| Goal |
Copy the records again from the line that has "Locate the smaller" through the end of the records, renaming "rectangular window" to "square window" and leaving everything else unchanged.
#####
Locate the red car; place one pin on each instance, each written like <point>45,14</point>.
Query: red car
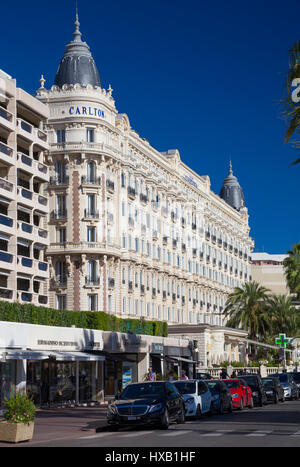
<point>241,393</point>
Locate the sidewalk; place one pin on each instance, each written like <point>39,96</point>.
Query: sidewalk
<point>57,424</point>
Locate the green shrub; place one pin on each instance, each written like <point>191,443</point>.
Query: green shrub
<point>31,314</point>
<point>19,408</point>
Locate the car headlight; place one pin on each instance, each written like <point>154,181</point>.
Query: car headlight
<point>112,409</point>
<point>155,408</point>
<point>189,401</point>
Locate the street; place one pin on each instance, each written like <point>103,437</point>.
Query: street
<point>269,426</point>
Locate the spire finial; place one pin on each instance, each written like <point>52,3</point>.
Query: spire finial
<point>77,34</point>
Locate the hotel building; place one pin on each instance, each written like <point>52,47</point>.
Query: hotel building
<point>24,207</point>
<point>133,231</point>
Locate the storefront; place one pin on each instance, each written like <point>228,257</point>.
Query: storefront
<point>54,365</point>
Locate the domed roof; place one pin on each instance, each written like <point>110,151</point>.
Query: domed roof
<point>231,192</point>
<point>77,64</point>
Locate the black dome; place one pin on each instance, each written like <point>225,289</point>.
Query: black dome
<point>231,192</point>
<point>77,64</point>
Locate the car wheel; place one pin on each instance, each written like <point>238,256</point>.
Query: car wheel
<point>181,418</point>
<point>165,420</point>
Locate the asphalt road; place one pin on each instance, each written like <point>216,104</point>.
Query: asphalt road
<point>269,426</point>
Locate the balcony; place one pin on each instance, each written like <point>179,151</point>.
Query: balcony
<point>92,281</point>
<point>8,188</point>
<point>61,281</point>
<point>6,153</point>
<point>43,299</point>
<point>91,214</point>
<point>7,221</point>
<point>27,228</point>
<point>131,192</point>
<point>43,266</point>
<point>143,198</point>
<point>59,214</point>
<point>26,262</point>
<point>6,257</point>
<point>96,181</point>
<point>59,181</point>
<point>110,185</point>
<point>6,118</point>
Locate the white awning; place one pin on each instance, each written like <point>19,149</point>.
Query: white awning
<point>60,356</point>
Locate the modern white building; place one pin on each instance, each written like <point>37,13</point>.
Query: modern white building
<point>133,231</point>
<point>24,205</point>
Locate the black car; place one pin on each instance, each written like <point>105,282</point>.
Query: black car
<point>257,387</point>
<point>221,396</point>
<point>203,376</point>
<point>274,390</point>
<point>289,385</point>
<point>296,378</point>
<point>155,403</point>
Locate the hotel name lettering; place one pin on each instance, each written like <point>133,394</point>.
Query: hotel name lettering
<point>86,111</point>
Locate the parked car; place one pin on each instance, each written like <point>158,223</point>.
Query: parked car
<point>203,376</point>
<point>258,390</point>
<point>241,393</point>
<point>296,378</point>
<point>197,397</point>
<point>221,396</point>
<point>156,403</point>
<point>274,390</point>
<point>289,386</point>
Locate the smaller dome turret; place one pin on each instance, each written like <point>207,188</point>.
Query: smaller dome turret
<point>231,191</point>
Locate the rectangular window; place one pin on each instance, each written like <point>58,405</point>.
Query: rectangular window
#####
| Correct result |
Locate the smaller dome turret; place one pin on each instance, each written like <point>207,188</point>.
Query: smaller dome turret
<point>231,191</point>
Locate the square window; place one pin on each instance, each written like <point>58,405</point>.
Query: square window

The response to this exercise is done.